* [TRECHO EXTRAÍDO]:
****

A evolução nos faz perceber que é forte a tendência dos filósofos nas teorias penais. Direito é uma parte social sendo que a adequação social seria o elemento normativo do tipo. Assim, se de Kant origina-se a Escola Positiva, é de Güther Jakobs e Luhmann que decorre sua visão funcionalista.

Com base em um funcionalismo penal é que se chegou à imputação objetiva, cuja aceitação não é pacífica. Introduzida na Alemanha, passou pela Espanha e alguns países latinos americanos. No Brasil, há uma corrente da doutrina que não aceita tal teoria, mas já há julgados aceitando. Aliás, o cerne da teoria, que o "princípio do incremento do risco", nas palavras do próprio Roxim, "... não se pode dar ainda por concluída". Vê-se a necessidade de um estudo mais aprofundado, mas é de grande valia para o direito penal moderno.

Risco proibido e risco permitido

Riscos permitidos: são condutas atípicas. Todo o desenvolvimento tecnológico moderno trás riscos permitidos. Toda a atividade humana tem perigo de dano. Para Damásio ([5])

Há que consignar-se, entretanto, que o risco permitido (categoria própria da imputação objetiva) não se confunde com a negligência, imprudência ou imperícia (espécies de culpa). Lá, a verificação recai sobre as regras do ordenamento social (apreciação ante factum), dispensando uma análise individualizada (post factum). No risco permitido há uma tolerância genérica de condutas consideradas atípicas ex ante facto e de forma abstrata (conceito formal). Quando, contudo, aprecia-se o comportamento do autor perante a observância ou inobservância do dever objetivo de cuidado, analisa-se o fenômeno social post factum, diante de suas circunstâncias concretas.

Riscos proibidos: produzem um resultado típico, contrário à norma, o perigo desaprovado conduz à tipicidade da conduta culposa ou dolosa.

Esta teoria tenta conjugar teorias já existentes, sendo uma compilação de aprendizagem aprendidas, trazendo as como diferença: a adequação social é elemento normativo do tipo; não falamos mais em resultado natural, já que será sempre caracterizado pelo risco ao objeto jurídico. Dessa forma, desenvolveu-se a distinção entre risco permitido e risco proibido; a conduta só será imputável objetivamente ao agente se houver liame mínimo entre a conduta e o resultado final. Na verdade é a adoção da teoria do incremento do risco

De outro modo, não se atribui objetivamente o resultado na hipótese de ausência do risco do resultado, que inclui as situações em que o autor não cria risco do resultado, ou reduz o risco preexistente de resultado. Um exemplo é alguém, que para evitar que um objeto caia sobre a cabeça de uma pessoa, desvia o objeto e acaba somente lesionado o ombro.

****

* [INSTRUÇÕES]:
[1] De acordo com o trecho sobre imputação objetiva, em que país essa teoria foi introduzida?
[2] Transcreva, do trecho sobre imputação objetiva, tudo o que vai de "Com base em" até "Para Damásio ([5])".
Utilize exclusivamente o trecho acima como fonte.

* [MATERIAL COLETADO]:
****

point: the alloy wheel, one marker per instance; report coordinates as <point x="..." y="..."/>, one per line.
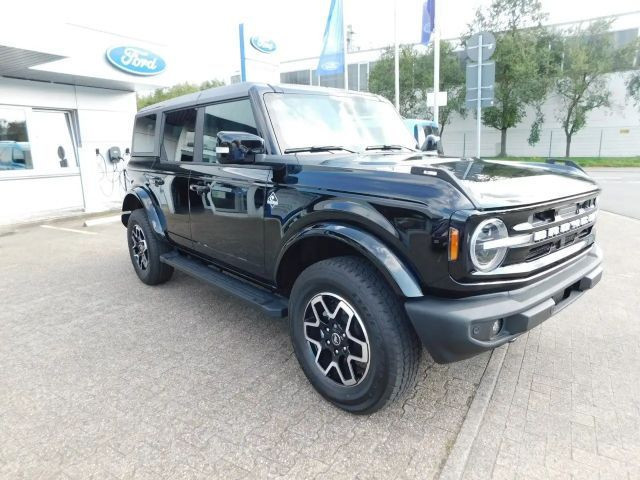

****

* [CONJUNTO DE RESPOSTAS]:
[1] Na Alemanha.

[2]
Com base em um funcionalismo penal é que se chegou à imputação objetiva, cuja aceitação não é pacífica. Introduzida na Alemanha, passou pela Espanha e alguns países latinos americanos. No Brasil, há uma corrente da doutrina que não aceita tal teoria, mas já há julgados aceitando. Aliás, o cerne da teoria, que o "princípio do incremento do risco", nas palavras do próprio Roxim, "... não se pode dar ainda por concluída". Vê-se a necessidade de um estudo mais aprofundado, mas é de grande valia para o direito penal moderno.

Risco proibido e risco permitido

Riscos permitidos: são condutas atípicas. Todo o desenvolvimento tecnológico moderno trás riscos permitidos. Toda a atividade humana tem perigo de dano. Para Damásio ([5])